[What the task requires]
Set down each entry below exactly as it stands.

[Saved data entries]
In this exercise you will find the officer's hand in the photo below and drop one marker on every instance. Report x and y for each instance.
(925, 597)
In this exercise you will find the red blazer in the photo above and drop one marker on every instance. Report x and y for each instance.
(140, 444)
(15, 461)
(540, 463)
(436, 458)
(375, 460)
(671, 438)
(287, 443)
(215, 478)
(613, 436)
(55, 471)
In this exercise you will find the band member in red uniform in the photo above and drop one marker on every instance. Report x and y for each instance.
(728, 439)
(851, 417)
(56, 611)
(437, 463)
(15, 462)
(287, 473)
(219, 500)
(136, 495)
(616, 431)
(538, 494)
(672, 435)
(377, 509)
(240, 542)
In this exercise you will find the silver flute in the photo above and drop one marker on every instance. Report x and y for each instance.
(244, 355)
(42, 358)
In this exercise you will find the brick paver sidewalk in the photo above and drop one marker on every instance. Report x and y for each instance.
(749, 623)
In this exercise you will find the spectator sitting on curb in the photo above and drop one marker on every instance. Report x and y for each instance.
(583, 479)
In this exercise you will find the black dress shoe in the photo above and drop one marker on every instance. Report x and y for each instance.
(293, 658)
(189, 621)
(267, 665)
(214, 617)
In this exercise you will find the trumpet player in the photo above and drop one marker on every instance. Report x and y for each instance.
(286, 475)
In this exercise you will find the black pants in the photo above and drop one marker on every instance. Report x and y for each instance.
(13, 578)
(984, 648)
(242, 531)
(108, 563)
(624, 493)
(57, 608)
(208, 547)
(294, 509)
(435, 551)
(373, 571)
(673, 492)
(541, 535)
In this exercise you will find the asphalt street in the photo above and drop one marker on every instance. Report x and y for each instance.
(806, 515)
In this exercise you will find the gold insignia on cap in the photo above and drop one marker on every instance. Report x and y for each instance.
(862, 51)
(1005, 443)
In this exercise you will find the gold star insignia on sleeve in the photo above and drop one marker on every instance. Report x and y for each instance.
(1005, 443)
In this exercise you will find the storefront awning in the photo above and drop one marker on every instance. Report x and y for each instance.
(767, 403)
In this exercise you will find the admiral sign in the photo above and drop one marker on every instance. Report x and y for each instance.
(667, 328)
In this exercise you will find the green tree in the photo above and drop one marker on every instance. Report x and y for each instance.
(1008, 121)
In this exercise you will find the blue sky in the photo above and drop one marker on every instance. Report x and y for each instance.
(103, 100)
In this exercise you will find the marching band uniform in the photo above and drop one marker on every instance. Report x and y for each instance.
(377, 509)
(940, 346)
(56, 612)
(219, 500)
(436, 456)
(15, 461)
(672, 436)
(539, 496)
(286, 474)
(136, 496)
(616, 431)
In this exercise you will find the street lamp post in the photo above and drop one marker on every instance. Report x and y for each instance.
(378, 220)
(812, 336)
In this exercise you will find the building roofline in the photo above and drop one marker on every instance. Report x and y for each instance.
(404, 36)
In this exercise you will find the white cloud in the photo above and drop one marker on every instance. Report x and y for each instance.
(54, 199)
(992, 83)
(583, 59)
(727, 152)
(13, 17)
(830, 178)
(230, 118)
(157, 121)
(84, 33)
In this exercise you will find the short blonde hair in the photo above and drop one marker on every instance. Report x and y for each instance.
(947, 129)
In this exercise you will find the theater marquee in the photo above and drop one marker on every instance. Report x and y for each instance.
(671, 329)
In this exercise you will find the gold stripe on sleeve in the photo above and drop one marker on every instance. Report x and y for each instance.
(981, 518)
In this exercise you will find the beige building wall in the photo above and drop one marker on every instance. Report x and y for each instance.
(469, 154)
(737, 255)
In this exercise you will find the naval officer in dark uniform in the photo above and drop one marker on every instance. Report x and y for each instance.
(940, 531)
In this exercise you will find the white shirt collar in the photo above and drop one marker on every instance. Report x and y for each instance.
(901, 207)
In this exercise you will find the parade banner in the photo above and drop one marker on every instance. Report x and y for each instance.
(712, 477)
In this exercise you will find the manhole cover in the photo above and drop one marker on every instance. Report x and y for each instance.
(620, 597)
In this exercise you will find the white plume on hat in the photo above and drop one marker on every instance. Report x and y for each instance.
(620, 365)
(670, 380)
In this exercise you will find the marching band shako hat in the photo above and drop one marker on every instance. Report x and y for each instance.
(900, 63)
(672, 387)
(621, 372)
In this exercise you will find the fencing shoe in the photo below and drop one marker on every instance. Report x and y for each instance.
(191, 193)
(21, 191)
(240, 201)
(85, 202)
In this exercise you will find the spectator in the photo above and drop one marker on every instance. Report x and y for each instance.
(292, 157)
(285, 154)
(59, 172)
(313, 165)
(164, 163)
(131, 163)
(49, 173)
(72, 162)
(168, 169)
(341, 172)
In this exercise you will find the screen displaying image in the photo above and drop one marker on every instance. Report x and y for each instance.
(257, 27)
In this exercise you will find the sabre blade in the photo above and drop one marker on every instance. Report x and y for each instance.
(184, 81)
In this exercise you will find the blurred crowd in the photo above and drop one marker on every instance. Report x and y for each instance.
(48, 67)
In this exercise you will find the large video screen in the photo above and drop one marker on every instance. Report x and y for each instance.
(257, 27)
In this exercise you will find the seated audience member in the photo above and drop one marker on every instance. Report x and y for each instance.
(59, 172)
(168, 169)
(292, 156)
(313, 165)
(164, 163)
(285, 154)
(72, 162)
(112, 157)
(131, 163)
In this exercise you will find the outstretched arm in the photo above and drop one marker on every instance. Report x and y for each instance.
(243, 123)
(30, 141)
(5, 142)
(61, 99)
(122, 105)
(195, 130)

[Answer section]
In this exercise you will find the officer's hand in the photo below and drop one marker on every instance. Report x and y for each instance.
(925, 597)
In this exercise you will find the red blazer in the photo above and drop one marker on every instance. Report x and y for each instance.
(140, 444)
(15, 461)
(540, 463)
(436, 458)
(375, 460)
(671, 438)
(287, 443)
(215, 478)
(613, 436)
(55, 471)
In this exercise you will find the band member in red uniform in the photo above and drop one marker on every instance. Report x and y for each instance.
(728, 439)
(851, 417)
(56, 611)
(437, 463)
(15, 462)
(287, 473)
(219, 500)
(136, 495)
(616, 431)
(538, 494)
(672, 435)
(377, 509)
(240, 542)
In this exercise you will find the silver flute in the photo above and drop one marker on every instance. Report x and y for each instance.
(244, 355)
(42, 358)
In this exercise you will find the brick paver sidewalk in the photo above and drop one marker on every instance. Report x and y for each instance.
(749, 623)
In this exercise you will find the spectator sitting on curb in the photo above and drop one marker on every instance. Report x and y for each instance.
(583, 479)
In this exercise you will find the black dress shoe in the photo above and drop one marker on every instance. Report x and y for each instance.
(293, 658)
(189, 621)
(267, 665)
(214, 617)
In this exercise you will find the trumpet player in the photo above and drop one marker on every instance. Report x and y for each instance.
(286, 475)
In this exercise you will find the black pants in the photo above and drop one marker on every instance. Report x and y for each instance.
(13, 578)
(984, 648)
(242, 531)
(108, 563)
(624, 493)
(57, 608)
(208, 547)
(294, 509)
(435, 551)
(373, 571)
(673, 492)
(541, 535)
In this exercise you will find the asphalt street in the photo above and drop one marker on every instance. Report x and y for each instance.
(806, 515)
In this exercise you will find the gold insignia on cap in the photo above and drop one marker on every instance. Report x and y for each instance.
(862, 51)
(1005, 443)
In this exercise you will find the gold star insignia on sleeve in the photo above and drop one marker on every instance. Report x and y for each instance.
(1005, 443)
In this exercise you will find the storefront awning in the photo above and drop one marker on every instance. Report x and y for each instance.
(767, 403)
In this exercise you will find the admiral sign in the photo above and drop one marker on every instance. Report x and y for each instance.
(667, 328)
In this exercise you will find the green tree in the photo above and drop one marker on every instance. Report x and y for each instance.
(1008, 121)
In this exercise you will find the blue sky in the photo above and drop one marker on every instance. Report x and y for each instance.
(103, 100)
In this exercise you will find the marching band uniform in the photo above and drop one marker on every instance. Report x and y for each instance.
(377, 509)
(940, 346)
(56, 612)
(219, 500)
(436, 456)
(15, 461)
(672, 436)
(539, 496)
(286, 474)
(136, 496)
(616, 431)
In this exercise you will find the street lamp post in the photo above and drop one marker on every instance. Report x and y for each instance.
(378, 220)
(812, 336)
In this exercise you will find the building roofline in the photo above and drop one marker on every instance. Report x and y for each instance.
(404, 36)
In this exercise you will find the white cloud in the photo above and drop one marker on every instance. Report x and y for each instance.
(54, 199)
(992, 83)
(583, 59)
(727, 152)
(13, 17)
(830, 178)
(230, 118)
(157, 121)
(84, 33)
In this exercise you will find the short blonde hair in the photo above and drop one marker on every instance. Report x and y for each instance.
(947, 129)
In this exercise you will find the theater marquee in the photo above and drop one marker on every instance. Report x and y for each instance.
(671, 329)
In this exercise you will find the gold stripe on sleeve in the photo above and drop one marker on every instance. Report x and y for each instance.
(981, 518)
In this exercise you will find the beige building wall in the photo above and drop one marker on every instance. Report x and y for each instance.
(469, 154)
(737, 255)
In this exercise you will find the naval officer in dark uniform in the photo above and drop one marker on every instance. Report x and y for each instance.
(940, 531)
In this exercise you will find the white shirt collar in the photo above and drop one marker on every instance. Report x and y for each instance.
(901, 207)
In this exercise you will find the parade banner in the photo above and drop one marker on every instance. Report x and y for each instance.
(712, 477)
In this exercise you will find the manhole cover in the photo above and drop one marker on every instance. Report x and y for each instance.
(620, 597)
In this exercise you will find the white plume on hat in the photo above and drop one marker on every instance. Report x and y for each instance.
(620, 365)
(670, 380)
In this exercise you will find the marching band shako hat in the photo above and drop one marker on every instance. Report x and y for each instance.
(900, 63)
(672, 387)
(621, 372)
In this exercise you will find the fencing shoe in the photo below and drop one marker on every instance. Report x and y for each instance.
(191, 193)
(21, 191)
(240, 201)
(85, 202)
In this exercise you will find the spectator in the photo above and drop one marker on every instance. Report x and y for each instance.
(292, 157)
(285, 154)
(59, 172)
(313, 165)
(164, 163)
(131, 163)
(49, 173)
(72, 162)
(168, 169)
(341, 172)
In this exercise you will find the screen displaying image in the photo above and drop one marker on every instance. Report x and y for each instance.
(257, 27)
In this exercise you will find the sabre blade in the photo above and drop one marker on every instance. Report x and y for each instance.
(184, 81)
In this exercise you will find the blurred crowd in the photo above and drop one marker on every instance. Report x and y for each instance.
(48, 67)
In this exercise you will find the large video screen in the photo above and drop one marker on every instance. Report x and y for each instance.
(257, 27)
In this exercise you will find the seated audience member in the photo above and drop one marker on every instance. Report x and y for each instance.
(59, 172)
(168, 169)
(292, 156)
(313, 165)
(164, 163)
(285, 154)
(72, 162)
(112, 157)
(131, 163)
In this exercise you will find the outstretched arm in the photo above and drop one marker on every instance. Report x and y for each instance.
(243, 123)
(30, 141)
(5, 142)
(61, 99)
(122, 105)
(195, 130)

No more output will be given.